++++ SUPPLIED MATERIAL

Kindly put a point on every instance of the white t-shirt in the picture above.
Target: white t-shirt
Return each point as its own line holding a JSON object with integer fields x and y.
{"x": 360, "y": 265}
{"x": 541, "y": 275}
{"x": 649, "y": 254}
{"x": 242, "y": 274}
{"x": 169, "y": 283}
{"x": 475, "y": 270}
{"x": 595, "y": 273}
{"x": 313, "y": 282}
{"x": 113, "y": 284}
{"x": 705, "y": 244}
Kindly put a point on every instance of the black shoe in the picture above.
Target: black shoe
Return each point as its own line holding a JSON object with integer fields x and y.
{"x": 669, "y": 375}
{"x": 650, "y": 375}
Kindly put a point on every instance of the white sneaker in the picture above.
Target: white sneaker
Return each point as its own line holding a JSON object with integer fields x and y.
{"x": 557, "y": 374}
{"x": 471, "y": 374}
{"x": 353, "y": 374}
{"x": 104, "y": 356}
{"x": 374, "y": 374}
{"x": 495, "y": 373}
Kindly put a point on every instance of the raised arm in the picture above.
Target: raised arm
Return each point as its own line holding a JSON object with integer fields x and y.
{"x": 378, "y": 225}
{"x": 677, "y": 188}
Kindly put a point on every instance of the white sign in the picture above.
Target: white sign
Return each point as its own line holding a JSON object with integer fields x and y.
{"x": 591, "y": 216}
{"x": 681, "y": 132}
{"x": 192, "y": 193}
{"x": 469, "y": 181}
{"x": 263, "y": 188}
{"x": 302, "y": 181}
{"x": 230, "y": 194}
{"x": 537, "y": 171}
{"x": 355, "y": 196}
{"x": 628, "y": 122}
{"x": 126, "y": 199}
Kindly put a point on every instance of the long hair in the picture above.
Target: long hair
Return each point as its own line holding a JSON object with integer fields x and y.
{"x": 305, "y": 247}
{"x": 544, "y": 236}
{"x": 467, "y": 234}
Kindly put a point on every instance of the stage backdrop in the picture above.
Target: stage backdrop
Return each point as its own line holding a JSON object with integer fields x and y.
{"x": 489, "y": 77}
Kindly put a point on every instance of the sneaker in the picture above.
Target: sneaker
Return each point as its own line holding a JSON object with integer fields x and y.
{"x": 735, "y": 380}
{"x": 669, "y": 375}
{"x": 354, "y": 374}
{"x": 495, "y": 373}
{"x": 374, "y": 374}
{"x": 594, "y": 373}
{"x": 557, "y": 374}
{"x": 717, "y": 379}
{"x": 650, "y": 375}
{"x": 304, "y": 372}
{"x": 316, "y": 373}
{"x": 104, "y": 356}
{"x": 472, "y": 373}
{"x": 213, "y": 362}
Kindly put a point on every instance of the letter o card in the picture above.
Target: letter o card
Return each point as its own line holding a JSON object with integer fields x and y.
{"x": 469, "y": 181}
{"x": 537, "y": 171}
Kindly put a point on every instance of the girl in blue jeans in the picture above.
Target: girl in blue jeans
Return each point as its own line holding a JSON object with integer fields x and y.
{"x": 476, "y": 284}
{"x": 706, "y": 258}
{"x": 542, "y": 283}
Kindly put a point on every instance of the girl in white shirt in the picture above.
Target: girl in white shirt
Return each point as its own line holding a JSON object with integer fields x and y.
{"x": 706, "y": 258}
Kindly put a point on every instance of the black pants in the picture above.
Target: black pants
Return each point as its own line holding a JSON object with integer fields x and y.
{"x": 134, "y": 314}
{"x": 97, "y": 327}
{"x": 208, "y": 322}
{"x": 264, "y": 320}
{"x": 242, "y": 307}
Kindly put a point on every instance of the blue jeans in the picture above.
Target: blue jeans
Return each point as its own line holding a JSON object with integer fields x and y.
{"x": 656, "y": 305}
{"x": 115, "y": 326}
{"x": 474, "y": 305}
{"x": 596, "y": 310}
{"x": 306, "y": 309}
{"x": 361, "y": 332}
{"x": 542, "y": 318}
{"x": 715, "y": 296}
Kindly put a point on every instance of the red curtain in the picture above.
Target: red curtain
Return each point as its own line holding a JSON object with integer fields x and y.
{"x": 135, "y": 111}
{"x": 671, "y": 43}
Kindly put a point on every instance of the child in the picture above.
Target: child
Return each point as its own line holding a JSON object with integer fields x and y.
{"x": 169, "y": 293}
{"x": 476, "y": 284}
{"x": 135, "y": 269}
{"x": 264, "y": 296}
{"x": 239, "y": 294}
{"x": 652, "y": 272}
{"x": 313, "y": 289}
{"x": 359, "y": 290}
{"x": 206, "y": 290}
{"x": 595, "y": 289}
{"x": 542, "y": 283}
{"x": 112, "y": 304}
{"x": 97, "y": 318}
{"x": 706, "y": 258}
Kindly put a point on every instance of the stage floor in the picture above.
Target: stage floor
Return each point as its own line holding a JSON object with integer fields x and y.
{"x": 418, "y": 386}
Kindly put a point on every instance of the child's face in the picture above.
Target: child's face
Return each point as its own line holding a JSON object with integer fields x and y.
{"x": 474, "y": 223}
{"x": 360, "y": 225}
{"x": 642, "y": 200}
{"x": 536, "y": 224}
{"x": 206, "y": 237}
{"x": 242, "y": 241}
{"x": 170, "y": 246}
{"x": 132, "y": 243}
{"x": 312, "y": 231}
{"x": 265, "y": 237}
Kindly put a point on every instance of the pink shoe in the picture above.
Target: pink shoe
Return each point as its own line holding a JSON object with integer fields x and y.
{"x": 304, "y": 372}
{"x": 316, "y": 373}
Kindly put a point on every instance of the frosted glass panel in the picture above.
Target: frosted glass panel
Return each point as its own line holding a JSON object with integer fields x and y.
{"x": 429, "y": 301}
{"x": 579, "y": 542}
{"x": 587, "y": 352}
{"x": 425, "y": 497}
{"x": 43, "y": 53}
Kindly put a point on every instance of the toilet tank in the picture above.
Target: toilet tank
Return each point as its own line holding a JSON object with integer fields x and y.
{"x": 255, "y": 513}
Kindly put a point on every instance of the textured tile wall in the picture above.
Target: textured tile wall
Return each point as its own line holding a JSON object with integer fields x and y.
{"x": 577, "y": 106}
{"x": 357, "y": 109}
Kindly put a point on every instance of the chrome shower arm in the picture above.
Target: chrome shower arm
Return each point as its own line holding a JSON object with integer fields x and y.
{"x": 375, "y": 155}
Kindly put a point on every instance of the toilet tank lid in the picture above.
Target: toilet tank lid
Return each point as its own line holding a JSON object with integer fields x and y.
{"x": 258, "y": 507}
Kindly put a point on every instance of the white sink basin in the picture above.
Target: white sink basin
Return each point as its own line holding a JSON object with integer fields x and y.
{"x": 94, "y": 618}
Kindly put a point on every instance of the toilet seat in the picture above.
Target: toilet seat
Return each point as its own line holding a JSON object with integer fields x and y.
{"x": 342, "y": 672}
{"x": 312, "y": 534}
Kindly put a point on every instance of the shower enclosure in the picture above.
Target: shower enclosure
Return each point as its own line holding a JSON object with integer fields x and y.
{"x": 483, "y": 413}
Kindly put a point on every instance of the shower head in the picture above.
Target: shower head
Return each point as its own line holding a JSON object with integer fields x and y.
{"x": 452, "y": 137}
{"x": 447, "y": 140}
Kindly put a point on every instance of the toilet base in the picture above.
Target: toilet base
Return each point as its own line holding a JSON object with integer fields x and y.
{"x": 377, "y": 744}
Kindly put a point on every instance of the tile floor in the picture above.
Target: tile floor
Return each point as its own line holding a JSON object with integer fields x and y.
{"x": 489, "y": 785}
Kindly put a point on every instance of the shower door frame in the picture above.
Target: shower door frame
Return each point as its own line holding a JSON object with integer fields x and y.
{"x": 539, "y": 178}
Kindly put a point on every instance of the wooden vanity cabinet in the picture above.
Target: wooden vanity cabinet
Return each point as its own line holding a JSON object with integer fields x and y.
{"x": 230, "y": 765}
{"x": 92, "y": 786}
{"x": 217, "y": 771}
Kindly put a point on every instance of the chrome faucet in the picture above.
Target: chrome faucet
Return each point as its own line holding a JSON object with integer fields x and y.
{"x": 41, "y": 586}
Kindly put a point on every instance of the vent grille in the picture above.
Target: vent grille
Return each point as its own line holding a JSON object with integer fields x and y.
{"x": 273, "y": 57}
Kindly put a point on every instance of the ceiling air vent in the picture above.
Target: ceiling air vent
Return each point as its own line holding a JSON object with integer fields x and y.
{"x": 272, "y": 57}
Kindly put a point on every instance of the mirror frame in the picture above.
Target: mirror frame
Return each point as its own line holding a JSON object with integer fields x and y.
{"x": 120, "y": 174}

++++++++

WHAT TO WORK ON: From the line containing "Target: wooden vanity cabinet" to the final line of the data, repeat each line exactly. Include both ends.

WRITTEN RESPONSE:
Target: wooden vanity cabinet
Return each point as its own line holding a JSON object with integer fields x and y.
{"x": 230, "y": 765}
{"x": 92, "y": 786}
{"x": 217, "y": 771}
Kindly put a point on every instance of the chrome faucet in the picture above.
Target: chrome faucet
Return each point as its own line holding a JSON object with integer fields x and y.
{"x": 41, "y": 586}
Kindly put a point on every instance of the vent grille in the picture above.
Target: vent grille
Return each point as its own line holding a JSON object with integer fields x and y.
{"x": 273, "y": 57}
Kindly put a point on every instance of the ceiling air vent in the picture above.
Target: ceiling air vent
Return each point as its own line holding a JSON object with integer fields x and y.
{"x": 272, "y": 57}
Kindly put a point on every instance of the mirror frame in the picture above.
Target: mirror frame
Return each point as its own line holding a JSON object with integer fields x and y.
{"x": 120, "y": 174}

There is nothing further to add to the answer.